• READING TEXT:
Create Pretty Pair Plots with ggplot2
A pair plot (scatterplot matrix) is useful for the visualization of pairwise relationships among a set of variables in the dataset.
A pair plot shows the relationships between each variable and all other variables using scatterplots, histograms, and boxplots.
In R, the GGally
package, which is an extension to the ggplot2
, provides a ggpairs()
function to create the pair plots.
ggpairs()
automatically detects the type of variable (continuous or categorical) and visualizes the appropriate plot.
For example, it generates a scatterplot for continuous variables and a boxplot or histogram for categorical variables.
In this article, we will learn how to use the ggpairs()
function to create the beautiful pair plots.
1 Default pair plot
We will use the iris
dataset for creating the pair plot.
# load the iris dataset
data(iris)
# view first few rows
head(iris, 2)
Sepal.Length Sepal.Width Petal.Length Petal.Width Species
1 5.1 3.5 1.4 0.2 setosa
2 4.9 3.0 1.4 0.2 setosa
The iris
dataset has four continuous (Sepal.Length, Sepal.Width, Petal.Length, and Petal.Width) and one categorical
variable (Species).
Create a default pair plot using the ggpairs()
function,
# load package
# install.packages("GGally")
library(GGally)
# create pair plot
ggpairs(iris)
The pair plot from ggpairs()
generates density plots, scatterplots, and correlation values between continuous variables,
and generates a boxplot for categorical variables.
The pair plot also visualizes the histogram (see at the bottom) to understand the distribution of the continuous variable for each group of categorical variables.
2 Colored pair plot
You can use groups in the categorical variable to color the data points from the continuous variables.
We will plot the pair plot among the first four (Sepal.Length, Sepal.Width, Petal.Length, and Petal.Width) variables and color them by categorical variable (Species).

• DATA SECTION:
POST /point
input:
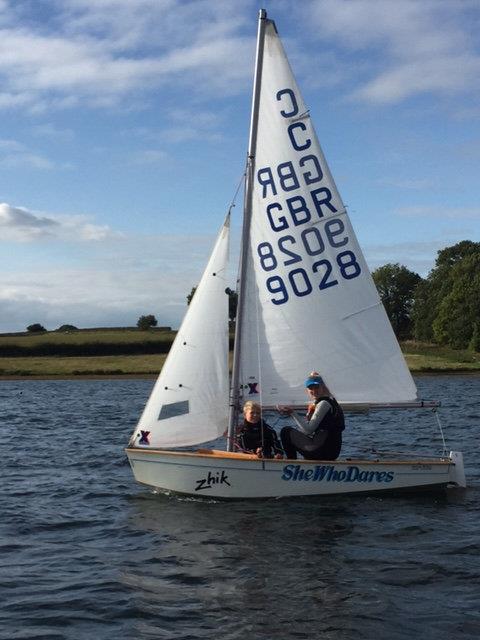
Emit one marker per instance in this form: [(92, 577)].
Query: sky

...

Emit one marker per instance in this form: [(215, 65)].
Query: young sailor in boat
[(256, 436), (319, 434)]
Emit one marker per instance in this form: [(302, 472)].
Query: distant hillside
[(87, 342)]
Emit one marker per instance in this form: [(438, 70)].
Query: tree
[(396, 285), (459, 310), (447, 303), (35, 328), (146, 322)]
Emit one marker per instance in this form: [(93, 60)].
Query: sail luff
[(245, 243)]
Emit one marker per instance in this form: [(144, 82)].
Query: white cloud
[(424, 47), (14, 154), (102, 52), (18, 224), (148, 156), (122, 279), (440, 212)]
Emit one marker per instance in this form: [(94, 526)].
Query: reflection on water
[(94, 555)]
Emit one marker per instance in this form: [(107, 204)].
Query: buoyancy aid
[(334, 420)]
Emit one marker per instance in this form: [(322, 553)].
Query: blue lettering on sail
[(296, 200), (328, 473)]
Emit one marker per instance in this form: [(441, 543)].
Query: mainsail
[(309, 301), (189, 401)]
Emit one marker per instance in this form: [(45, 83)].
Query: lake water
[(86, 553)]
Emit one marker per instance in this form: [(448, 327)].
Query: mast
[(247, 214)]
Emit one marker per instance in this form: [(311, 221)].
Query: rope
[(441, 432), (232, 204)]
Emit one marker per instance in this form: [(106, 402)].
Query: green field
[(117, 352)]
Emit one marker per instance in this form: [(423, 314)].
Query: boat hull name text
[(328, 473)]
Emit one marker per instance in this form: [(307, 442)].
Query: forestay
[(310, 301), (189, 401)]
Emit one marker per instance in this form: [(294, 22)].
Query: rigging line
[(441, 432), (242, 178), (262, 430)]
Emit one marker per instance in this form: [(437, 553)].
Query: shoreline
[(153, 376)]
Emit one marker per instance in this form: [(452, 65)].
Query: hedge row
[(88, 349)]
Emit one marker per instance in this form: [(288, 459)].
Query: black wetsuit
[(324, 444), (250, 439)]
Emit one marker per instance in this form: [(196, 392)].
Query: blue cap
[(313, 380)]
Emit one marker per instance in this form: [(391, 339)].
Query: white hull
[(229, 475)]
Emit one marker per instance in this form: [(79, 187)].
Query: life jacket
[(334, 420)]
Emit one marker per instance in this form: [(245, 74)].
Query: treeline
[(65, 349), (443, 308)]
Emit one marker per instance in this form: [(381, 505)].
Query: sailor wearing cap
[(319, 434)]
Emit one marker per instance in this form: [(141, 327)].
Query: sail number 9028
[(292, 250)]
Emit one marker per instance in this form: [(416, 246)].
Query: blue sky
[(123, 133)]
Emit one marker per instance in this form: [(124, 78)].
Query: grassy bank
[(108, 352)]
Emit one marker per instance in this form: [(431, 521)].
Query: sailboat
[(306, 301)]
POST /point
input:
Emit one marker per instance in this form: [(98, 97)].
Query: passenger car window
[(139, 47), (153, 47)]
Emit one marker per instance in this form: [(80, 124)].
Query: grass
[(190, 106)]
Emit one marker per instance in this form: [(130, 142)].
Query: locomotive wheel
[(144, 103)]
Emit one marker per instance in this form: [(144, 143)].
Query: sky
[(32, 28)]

==

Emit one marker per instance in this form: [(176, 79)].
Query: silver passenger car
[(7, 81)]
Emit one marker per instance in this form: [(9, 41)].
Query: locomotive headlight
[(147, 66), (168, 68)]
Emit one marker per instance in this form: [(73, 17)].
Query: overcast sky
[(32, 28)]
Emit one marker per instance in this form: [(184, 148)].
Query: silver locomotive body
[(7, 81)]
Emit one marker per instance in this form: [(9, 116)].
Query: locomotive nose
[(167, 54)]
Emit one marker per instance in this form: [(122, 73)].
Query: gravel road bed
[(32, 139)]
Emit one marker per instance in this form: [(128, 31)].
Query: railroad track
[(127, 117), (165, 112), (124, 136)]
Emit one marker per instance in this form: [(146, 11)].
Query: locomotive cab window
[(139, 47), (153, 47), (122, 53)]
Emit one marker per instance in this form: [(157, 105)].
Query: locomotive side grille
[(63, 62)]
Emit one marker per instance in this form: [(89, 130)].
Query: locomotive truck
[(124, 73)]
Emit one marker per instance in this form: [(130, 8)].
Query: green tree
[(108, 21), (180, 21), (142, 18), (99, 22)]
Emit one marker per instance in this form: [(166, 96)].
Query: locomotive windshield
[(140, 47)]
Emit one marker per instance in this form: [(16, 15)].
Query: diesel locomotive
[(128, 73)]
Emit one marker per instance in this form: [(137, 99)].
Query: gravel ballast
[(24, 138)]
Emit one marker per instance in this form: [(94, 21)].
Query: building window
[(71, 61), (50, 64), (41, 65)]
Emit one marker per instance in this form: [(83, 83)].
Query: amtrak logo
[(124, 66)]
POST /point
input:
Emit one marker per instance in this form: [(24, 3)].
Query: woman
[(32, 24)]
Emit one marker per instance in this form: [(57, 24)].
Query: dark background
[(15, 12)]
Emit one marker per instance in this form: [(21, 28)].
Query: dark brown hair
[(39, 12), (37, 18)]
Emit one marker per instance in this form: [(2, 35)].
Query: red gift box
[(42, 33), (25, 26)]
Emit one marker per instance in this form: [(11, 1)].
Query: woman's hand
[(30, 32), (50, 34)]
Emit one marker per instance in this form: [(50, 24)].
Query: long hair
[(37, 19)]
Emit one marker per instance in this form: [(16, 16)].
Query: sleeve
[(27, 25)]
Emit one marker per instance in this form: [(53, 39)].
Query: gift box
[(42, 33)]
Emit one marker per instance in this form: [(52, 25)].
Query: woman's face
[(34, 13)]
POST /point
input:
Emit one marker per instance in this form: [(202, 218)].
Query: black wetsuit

• REQUIREMENT A:
Answer these questions from the pair plot tutorial above:
(i) Which package provides the ggpairs() function?
(ii) How many continuous variables does the iris dataset have?
(iii) What does the default pair plot generate for categorical variables?
• REQUIREMENT B: Translate this sentence from the pair plot tutorial into Spanish: "A pair plot shows the relationships between each variable and all other variables using scatterplots, histograms, and boxplots."

• FULL ANSWER A:
(i) GGally
(ii) Four
(iii) A boxplot

• FULL ANSWER B: Un gráfico de pares muestra las relaciones entre cada variable y todas las demás variables mediante diagramas de dispersión, histogramas y diagramas de caja.